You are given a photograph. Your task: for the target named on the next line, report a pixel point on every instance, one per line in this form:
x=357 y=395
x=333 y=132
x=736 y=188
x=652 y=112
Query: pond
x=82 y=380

### Task prompt:
Render the data above as a numbered list, one line per item, leaving out any blank lines.

### Solved problem:
1. You are given a photograph. Your task: for the target named on the next line, report a pixel point on every instance, one per line in this form:
2. x=357 y=395
3. x=333 y=132
4. x=736 y=188
5. x=652 y=112
6. Query: pond
7. x=82 y=380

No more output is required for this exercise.